Virtualisation: from server and desktop to the network

Virtualisation lies at the heart of the current evolution of IT infrastructure. Server virtualisation has been demonstrated to provide efficiency and to cut costs in the datacentre. Desktop virtualisation is beginning to change the way in which companies deploy services to users. Both have been evolving rapidly as cloud computing continues to advance and as security, management and deployment issues are addressed.

Enterprise storage giant EMC sees an important infrastructure shift in introduction of virtualisation. “Virtualisation now presents an accepted means of deploying x86-based server computing,” says product manager Darren McCullum. “The sheer horsepower in server hardware today makes it completely uneconomical to continue to deploy servers and applications on a one-to-one basis.” EMC provides VMware integrated storage, management, backup, recovery and security.

**To-do list:**
**A)** Quote the virtualization passage word for word, beginning at "Virtualisation lies at" and stopping after "issues are addressed.".
**B)** Answer these from the virtualization passage:
(i) What does server virtualization cut in the datacenter?
(ii) Who is the EMC product manager quoted?
(iii) According to the quote, what kind of server computing is virtualization an accepted means of deploying?
Rely only on the virtualization passage when working through the items.

**Record extracts:**
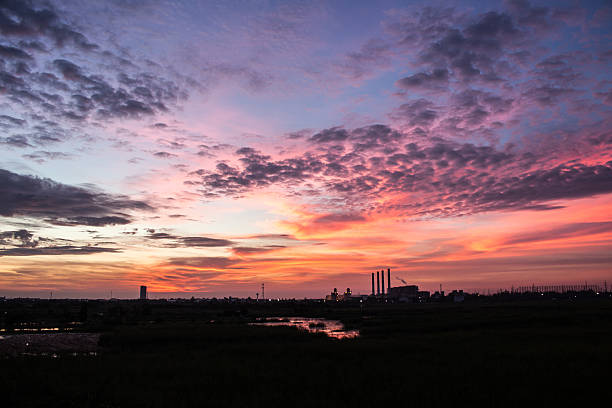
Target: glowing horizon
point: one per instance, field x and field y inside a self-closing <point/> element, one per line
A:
<point x="203" y="150"/>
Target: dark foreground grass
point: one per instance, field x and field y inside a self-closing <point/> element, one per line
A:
<point x="521" y="354"/>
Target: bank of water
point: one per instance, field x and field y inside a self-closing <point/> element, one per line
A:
<point x="332" y="328"/>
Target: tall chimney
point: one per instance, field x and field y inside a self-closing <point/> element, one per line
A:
<point x="373" y="284"/>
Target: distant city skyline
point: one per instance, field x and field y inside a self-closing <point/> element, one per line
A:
<point x="203" y="149"/>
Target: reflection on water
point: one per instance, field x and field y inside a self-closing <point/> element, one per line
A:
<point x="333" y="328"/>
<point x="49" y="344"/>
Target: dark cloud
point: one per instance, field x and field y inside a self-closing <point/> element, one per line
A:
<point x="435" y="80"/>
<point x="246" y="251"/>
<point x="436" y="178"/>
<point x="194" y="241"/>
<point x="23" y="243"/>
<point x="373" y="54"/>
<point x="29" y="196"/>
<point x="20" y="238"/>
<point x="91" y="221"/>
<point x="56" y="250"/>
<point x="204" y="262"/>
<point x="332" y="135"/>
<point x="205" y="242"/>
<point x="9" y="120"/>
<point x="42" y="156"/>
<point x="19" y="18"/>
<point x="164" y="155"/>
<point x="419" y="113"/>
<point x="19" y="141"/>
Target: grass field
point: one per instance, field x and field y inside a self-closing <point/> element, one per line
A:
<point x="483" y="354"/>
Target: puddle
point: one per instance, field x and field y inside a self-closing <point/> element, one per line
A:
<point x="332" y="328"/>
<point x="49" y="344"/>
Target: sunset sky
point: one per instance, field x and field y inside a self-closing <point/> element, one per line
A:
<point x="204" y="148"/>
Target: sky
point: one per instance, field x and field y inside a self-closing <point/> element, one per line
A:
<point x="204" y="148"/>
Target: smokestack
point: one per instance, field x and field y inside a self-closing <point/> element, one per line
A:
<point x="373" y="284"/>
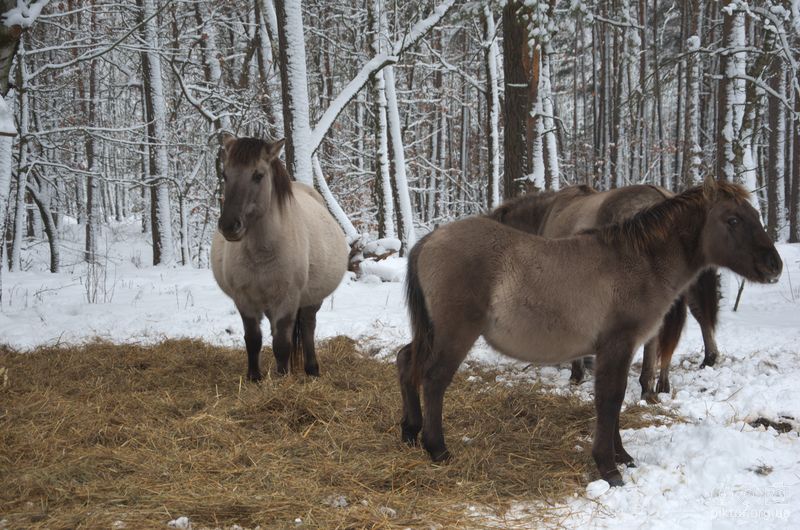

**Solutions to the problems:**
**A)**
Virtualisation lies at the heart of the current evolution of IT infrastructure. Server virtualisation has been demonstrated to provide efficiency and to cut costs in the datacentre. Desktop virtualisation is beginning to change the way in which companies deploy services to users. Both have been evolving rapidly as cloud computing continues to advance and as security, management and deployment issues are addressed.

**B)**
(i) Costs.
(ii) Darren McCullum.
(iii) x86-based server computing.